-------- Textauszug
Rashtrakuta
Die Rashtrakuta waren eine mittelalterliche indische Dynastie, die zwischen 752 und 973 in weiten Teilen Süd- und Zentralindiens und auf dem Dekkan-Plateau regierte.
Geschichte
Die Rashtrakuta waren ursprünglich Vasallen der Chalukya in Berar, Gujarat und Nasik gewesen. Der König Dantidurga (reg. ca. 735/754–757) gründete den Staat in der Mitte des 8. Jahrhunderts. Er musste sich in seiner Jugend gegen seine beiden Onkel Karka und Krishna verteidigen, so dass seine Mutter Bhavagana, eine Chalukya-Prinzessin, den Eroberer Lalitaditya von Kaschmir herbeirief. Nach dessen Abzug (um 747) konnte er mit einem Sieg über den Chalukya-König Kirtivarman II. (reg. 746–757) um 753/4 seine eigene Hausmacht begründen.
Schließlich stürzte sein Onkel Krishna I. (reg. ca. 756–772) die unmündigen Söhne Dantidurgas und folgte ihm auf dem Thron, so dass die Stämme vereinigt wurden. Krishna vernichtete auch Karka in Gujarat und vereitelte 757 den letzten Restaurierungsversuch des besiegten Chalukya-Königs Kirtivarman II. Der König Krishna I. hinterließ auch den Kailasa-Höhlentempel in Ellora, der im Vergleich mit der Chalukya- und Pallava-Kunst zwar keinen neuen Kunststil repräsentiert, aber dennoch die wichtigste architektonisch-künstlerische Hinterlassenschaft der Rashtrakuta darstellt. Daneben werden auch der Pataleshvara-Tempel in Pune und manchmal auch die enormen Steinmetzarbeiten am Festungsberg von Daulatabad auf die Rashtrakuta zurückgeführt.
----------------
-------- Gespeicherte Datensätze
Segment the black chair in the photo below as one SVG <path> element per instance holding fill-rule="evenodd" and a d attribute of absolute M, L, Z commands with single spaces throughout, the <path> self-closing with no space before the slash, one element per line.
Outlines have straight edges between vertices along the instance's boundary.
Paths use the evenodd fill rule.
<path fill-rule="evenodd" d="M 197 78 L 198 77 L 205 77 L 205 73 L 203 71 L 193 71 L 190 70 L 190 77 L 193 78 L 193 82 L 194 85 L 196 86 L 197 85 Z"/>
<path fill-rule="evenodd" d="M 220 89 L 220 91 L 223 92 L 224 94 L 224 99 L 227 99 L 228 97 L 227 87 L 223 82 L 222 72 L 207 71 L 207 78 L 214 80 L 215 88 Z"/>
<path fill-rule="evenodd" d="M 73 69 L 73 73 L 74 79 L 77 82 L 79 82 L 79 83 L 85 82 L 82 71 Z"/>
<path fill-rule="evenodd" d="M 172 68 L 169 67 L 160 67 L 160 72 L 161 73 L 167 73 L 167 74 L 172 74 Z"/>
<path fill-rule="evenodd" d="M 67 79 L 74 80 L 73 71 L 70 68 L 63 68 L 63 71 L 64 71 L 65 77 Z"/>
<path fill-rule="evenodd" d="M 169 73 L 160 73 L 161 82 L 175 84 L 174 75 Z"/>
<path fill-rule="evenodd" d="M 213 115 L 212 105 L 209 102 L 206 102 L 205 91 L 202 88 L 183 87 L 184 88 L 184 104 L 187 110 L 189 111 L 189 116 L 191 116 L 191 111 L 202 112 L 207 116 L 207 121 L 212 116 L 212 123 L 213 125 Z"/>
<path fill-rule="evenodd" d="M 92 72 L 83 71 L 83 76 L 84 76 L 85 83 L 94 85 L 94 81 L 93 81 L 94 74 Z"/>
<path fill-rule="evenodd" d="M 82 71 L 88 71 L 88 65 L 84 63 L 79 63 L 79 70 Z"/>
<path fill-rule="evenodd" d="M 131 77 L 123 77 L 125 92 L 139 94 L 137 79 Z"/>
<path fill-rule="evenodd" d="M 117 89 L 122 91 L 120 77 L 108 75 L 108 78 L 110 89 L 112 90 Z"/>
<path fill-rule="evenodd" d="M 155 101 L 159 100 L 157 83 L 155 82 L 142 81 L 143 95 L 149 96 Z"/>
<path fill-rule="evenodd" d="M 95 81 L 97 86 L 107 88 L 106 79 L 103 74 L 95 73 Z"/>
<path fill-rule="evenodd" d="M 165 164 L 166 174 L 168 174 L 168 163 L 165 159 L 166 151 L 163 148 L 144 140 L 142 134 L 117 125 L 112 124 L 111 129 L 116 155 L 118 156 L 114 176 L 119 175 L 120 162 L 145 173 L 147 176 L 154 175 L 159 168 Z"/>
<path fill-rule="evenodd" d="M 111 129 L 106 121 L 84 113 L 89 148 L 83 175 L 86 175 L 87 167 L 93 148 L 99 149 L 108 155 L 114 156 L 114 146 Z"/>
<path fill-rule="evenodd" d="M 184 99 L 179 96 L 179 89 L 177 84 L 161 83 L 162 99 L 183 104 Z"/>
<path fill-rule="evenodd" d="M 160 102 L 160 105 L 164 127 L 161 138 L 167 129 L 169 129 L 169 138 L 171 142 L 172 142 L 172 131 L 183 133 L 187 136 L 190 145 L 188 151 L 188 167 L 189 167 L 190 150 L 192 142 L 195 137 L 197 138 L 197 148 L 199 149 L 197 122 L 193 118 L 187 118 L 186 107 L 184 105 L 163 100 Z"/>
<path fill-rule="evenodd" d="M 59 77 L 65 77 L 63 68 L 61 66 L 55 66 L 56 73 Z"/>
----------------
* Übungsaufgaben
[A] Wer gründete laut dem Textauszug den Staat der Rashtrakuta?
[B] Wiederholen Sie die Zeilen der Datensätze wortgetreu: Beginnen Sie mit der ersten Zeile der Datensätze, und hören Sie nach der Zeile auf, die „73 69 L 73 73“ enthält. Beide Zeilen gehören dazu.

* Schriftliche Antworten
[A] Der König Dantidurga gründete den Staat in der Mitte des 8. Jahrhunderts.

[B]
Segment the black chair in the photo below as one SVG <path> element per instance holding fill-rule="evenodd" and a d attribute of absolute M, L, Z commands with single spaces throughout, the <path> self-closing with no space before the slash, one element per line.
Outlines have straight edges between vertices along the instance's boundary.
Paths use the evenodd fill rule.
<path fill-rule="evenodd" d="M 197 78 L 198 77 L 205 77 L 205 73 L 203 71 L 193 71 L 190 70 L 190 77 L 193 78 L 193 82 L 194 85 L 196 86 L 197 85 Z"/>
<path fill-rule="evenodd" d="M 220 89 L 220 91 L 223 92 L 224 94 L 224 99 L 227 99 L 228 97 L 227 87 L 223 82 L 222 72 L 207 71 L 207 78 L 214 80 L 215 88 Z"/>
<path fill-rule="evenodd" d="M 73 69 L 73 73 L 74 79 L 77 82 L 79 82 L 79 83 L 85 82 L 82 71 Z"/>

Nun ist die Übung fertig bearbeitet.